One day left… aaaand I lost it.

Welp. We went to my sister’s house for Christmas dinner, and she had her in-laws there, so there were more strangers than people I knew there. I coped with two strong drinks and when we finally left I thought I’d made it through Christmas Day, but I thought too soon.  My parents and I got home to their house, and the phone rang right after we walked in. My dad didn’t pick it up because he thought my mom was getting it and vice versa. So it went to voicemail and I said to my mom that she could just hit redial for the last caller (she’s not the best at technology.) Suddenly it turned into a yelling match with my dad hollering at my mom that he thought she was going to get it and it rang so many times and so on and so forth. 

I don’t know why that was the last straw for me but it was – I’d mentioned earlier (probably more snarkily than I would like) that it was kind of stressful staying here because they yelled at each other all the time, and slammed cupboard doors, and that I liked things to be more mellow. Anyway I was really shocked at how soon it escalated into a screaming match – like can you just not say, conversationally, “Oh, I thought you were going to answer it. Guess I’ll call them back.”  It’s not a Defcon-3 emergency or anything.

CHALLENGE 1: Write out the whole post above about the Christmas phone call, word for word.

Object location annotation data:
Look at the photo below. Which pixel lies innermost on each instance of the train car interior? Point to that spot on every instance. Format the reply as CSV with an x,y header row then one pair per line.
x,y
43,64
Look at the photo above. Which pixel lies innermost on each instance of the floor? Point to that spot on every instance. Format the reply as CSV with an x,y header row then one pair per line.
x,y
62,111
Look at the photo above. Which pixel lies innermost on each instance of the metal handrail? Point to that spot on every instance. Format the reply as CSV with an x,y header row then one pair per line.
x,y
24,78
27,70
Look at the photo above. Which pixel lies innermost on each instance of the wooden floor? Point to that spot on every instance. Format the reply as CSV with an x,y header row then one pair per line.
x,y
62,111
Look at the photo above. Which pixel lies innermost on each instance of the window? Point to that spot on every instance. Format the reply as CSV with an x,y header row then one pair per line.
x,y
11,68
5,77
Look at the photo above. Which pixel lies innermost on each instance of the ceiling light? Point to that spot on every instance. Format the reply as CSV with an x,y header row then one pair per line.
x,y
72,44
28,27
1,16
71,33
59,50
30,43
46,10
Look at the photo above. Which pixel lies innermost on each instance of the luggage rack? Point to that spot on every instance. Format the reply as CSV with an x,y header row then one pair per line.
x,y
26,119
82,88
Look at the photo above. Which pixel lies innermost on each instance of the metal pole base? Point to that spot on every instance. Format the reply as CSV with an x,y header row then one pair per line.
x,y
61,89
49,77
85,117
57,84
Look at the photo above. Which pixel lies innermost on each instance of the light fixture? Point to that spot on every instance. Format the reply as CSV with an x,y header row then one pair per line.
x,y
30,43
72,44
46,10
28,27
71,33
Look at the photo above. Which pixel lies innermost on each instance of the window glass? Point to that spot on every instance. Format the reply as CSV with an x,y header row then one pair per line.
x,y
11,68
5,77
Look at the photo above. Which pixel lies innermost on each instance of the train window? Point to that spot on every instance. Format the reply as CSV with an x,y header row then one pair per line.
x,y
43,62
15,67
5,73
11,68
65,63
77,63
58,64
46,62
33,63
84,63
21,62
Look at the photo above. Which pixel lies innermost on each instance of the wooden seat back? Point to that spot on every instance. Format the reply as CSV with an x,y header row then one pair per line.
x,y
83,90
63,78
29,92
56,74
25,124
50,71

CHALLENGE 2: Return each line from the entries above that contains the word "window".

FINAL ANSWER 1:
One day left… aaaand I lost it.

Welp. We went to my sister’s house for Christmas dinner, and she had her in-laws there, so there were more strangers than people I knew there. I coped with two strong drinks and when we finally left I thought I’d made it through Christmas Day, but I thought too soon.  My parents and I got home to their house, and the phone rang right after we walked in. My dad didn’t pick it up because he thought my mom was getting it and vice versa. So it went to voicemail and I said to my mom that she could just hit redial for the last caller (she’s not the best at technology.) Suddenly it turned into a yelling match with my dad hollering at my mom that he thought she was going to get it and it rang so many times and so on and so forth. 

I don’t know why that was the last straw for me but it was – I’d mentioned earlier (probably more snarkily than I would like) that it was kind of stressful staying here because they yelled at each other all the time, and slammed cupboard doors, and that I liked things to be more mellow. Anyway I was really shocked at how soon it escalated into a screaming match – like can you just not say, conversationally, “Oh, I thought you were going to answer it. Guess I’ll call them back.”  It’s not a Defcon-3 emergency or anything.

FINAL ANSWER 2:
Look at the photo above. Which pixel lies innermost on each instance of the window? Point to that spot on every instance. Format the reply as CSV with an x,y header row then one pair per line.
Look at the photo above. Which pixel lies innermost on each instance of the window glass? Point to that spot on every instance. Format the reply as CSV with an x,y header row then one pair per line.
Look at the photo above. Which pixel lies innermost on each instance of the train window? Point to that spot on every instance. Format the reply as CSV with an x,y header row then one pair per line.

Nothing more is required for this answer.